[What is needed] Could you copy the material below word for word, leaving the pictures out of your copy?
>> begin Entries shown
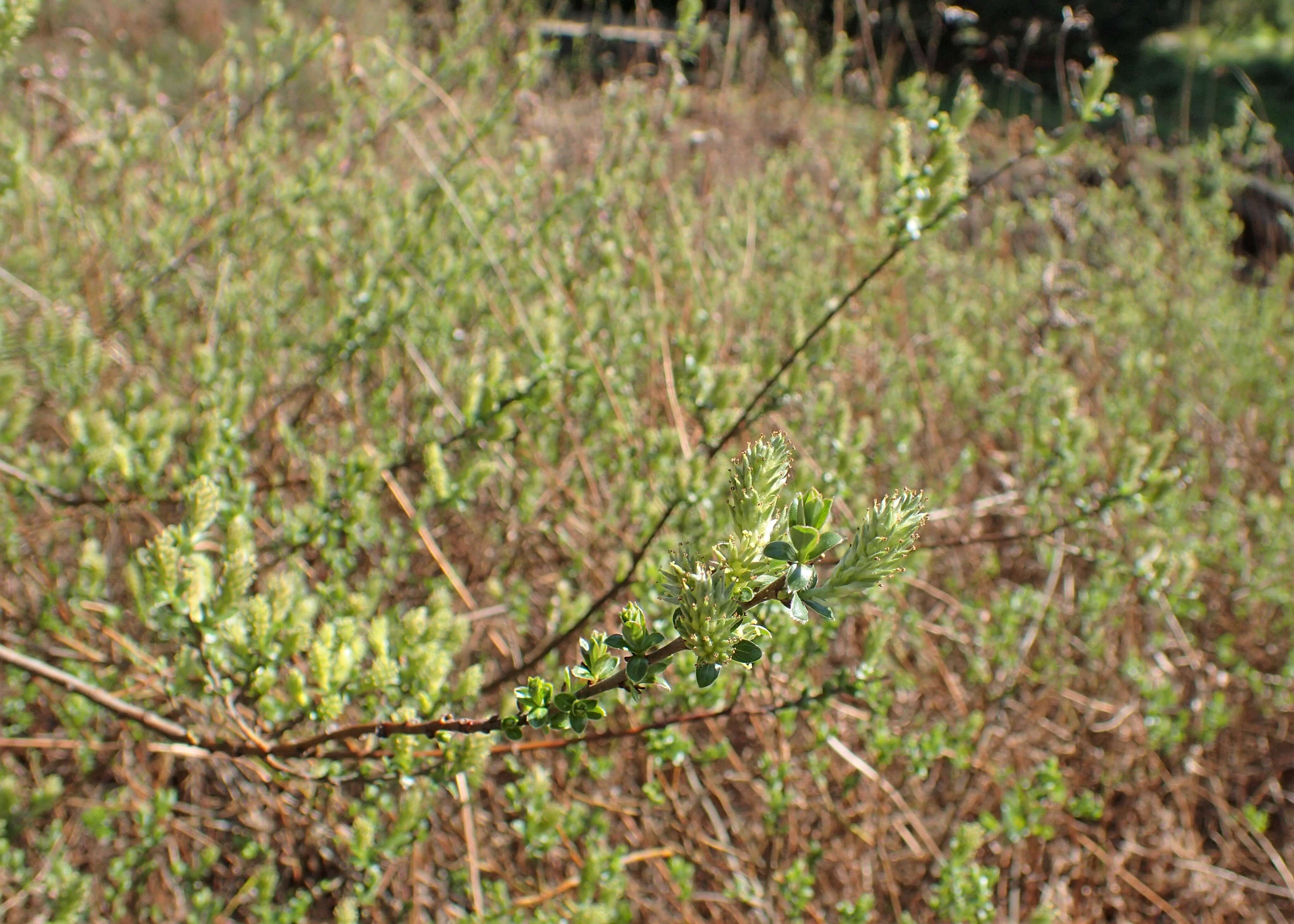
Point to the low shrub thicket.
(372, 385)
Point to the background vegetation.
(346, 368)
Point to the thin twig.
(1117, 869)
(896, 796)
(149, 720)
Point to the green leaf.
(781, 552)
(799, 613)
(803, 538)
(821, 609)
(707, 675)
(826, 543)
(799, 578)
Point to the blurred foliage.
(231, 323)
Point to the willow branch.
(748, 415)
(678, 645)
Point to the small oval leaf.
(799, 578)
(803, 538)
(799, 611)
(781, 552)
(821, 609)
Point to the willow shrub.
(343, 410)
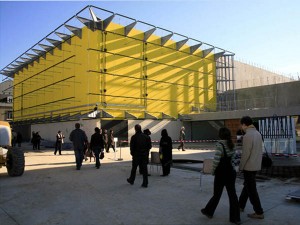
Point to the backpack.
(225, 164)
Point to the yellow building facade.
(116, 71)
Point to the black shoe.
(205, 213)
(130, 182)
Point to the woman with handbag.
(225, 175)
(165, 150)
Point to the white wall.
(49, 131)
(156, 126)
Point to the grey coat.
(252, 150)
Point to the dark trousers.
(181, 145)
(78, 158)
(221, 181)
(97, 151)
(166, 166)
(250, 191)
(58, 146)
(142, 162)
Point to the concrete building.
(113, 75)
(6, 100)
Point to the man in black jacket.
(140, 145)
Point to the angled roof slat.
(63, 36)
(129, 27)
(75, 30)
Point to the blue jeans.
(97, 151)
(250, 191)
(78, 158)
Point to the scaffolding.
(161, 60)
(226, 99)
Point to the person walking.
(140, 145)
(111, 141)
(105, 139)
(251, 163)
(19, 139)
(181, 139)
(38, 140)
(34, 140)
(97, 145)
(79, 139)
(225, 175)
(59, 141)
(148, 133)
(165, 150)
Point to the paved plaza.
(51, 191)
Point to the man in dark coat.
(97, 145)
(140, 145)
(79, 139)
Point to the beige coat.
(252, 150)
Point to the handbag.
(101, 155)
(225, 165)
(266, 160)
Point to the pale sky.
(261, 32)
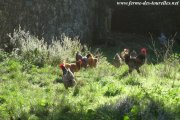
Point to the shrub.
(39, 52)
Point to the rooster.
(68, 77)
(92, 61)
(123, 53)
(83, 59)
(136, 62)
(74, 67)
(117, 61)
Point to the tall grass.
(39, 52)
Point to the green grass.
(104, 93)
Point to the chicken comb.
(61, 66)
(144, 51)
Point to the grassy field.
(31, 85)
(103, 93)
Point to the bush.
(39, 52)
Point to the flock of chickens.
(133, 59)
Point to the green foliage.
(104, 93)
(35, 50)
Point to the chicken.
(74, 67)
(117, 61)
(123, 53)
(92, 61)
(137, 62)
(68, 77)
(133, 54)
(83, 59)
>> end Entries shown
[Finished exercise]
Point to the low shrub thicket.
(372, 385)
Point to the background vegetation.
(346, 368)
Point to the thin twig.
(1117, 869)
(896, 796)
(149, 720)
Point to the green leaf.
(781, 552)
(799, 613)
(803, 538)
(821, 609)
(707, 675)
(826, 543)
(799, 578)
Point to the blurred foliage.
(231, 323)
Point to the willow branch.
(748, 415)
(678, 645)
Point to the small oval leaf.
(799, 578)
(803, 538)
(799, 611)
(781, 552)
(821, 609)
Point to the willow shrub.
(343, 410)
Point to the backpack.
(225, 164)
Point to the yellow building facade.
(116, 71)
Point to the black shoe.
(205, 213)
(130, 182)
Point to the woman with handbag.
(225, 175)
(165, 150)
Point to the white wall.
(49, 131)
(156, 126)
Point to the grey coat.
(252, 150)
Point to the dark trousers.
(181, 145)
(78, 158)
(221, 181)
(97, 151)
(166, 166)
(250, 191)
(58, 146)
(142, 162)
Point to the concrete building.
(113, 75)
(6, 100)
Point to the man in black jacket.
(140, 145)
Point to the angled roof slat.
(63, 36)
(129, 27)
(75, 30)
Point to the blue jeans.
(97, 151)
(250, 191)
(78, 158)
Point to the scaffolding.
(161, 60)
(226, 99)
Point to the person walking.
(140, 145)
(111, 141)
(105, 139)
(251, 163)
(19, 139)
(181, 139)
(38, 140)
(34, 140)
(97, 145)
(79, 139)
(225, 175)
(59, 141)
(148, 133)
(165, 150)
Point to the paved plaza.
(51, 191)
Point to the man in dark coat.
(97, 145)
(140, 145)
(79, 139)
Point to the beige coat.
(252, 150)
Point to the handbag.
(101, 155)
(225, 165)
(266, 160)
Point to the pale sky.
(261, 32)
Point to the shrub.
(39, 52)
Point to the rooster.
(68, 77)
(92, 61)
(123, 53)
(83, 59)
(136, 62)
(74, 67)
(117, 61)
Point to the tall grass.
(39, 52)
Point to the green grass.
(104, 93)
Point to the chicken comb.
(61, 66)
(144, 51)
Point to the grassy field.
(31, 85)
(103, 93)
Point to the bush.
(39, 52)
Point to the flock of chickens.
(133, 59)
Point to the green foliage.
(104, 93)
(35, 50)
Point to the chicken.
(74, 67)
(117, 61)
(123, 53)
(92, 61)
(137, 62)
(68, 77)
(133, 54)
(83, 59)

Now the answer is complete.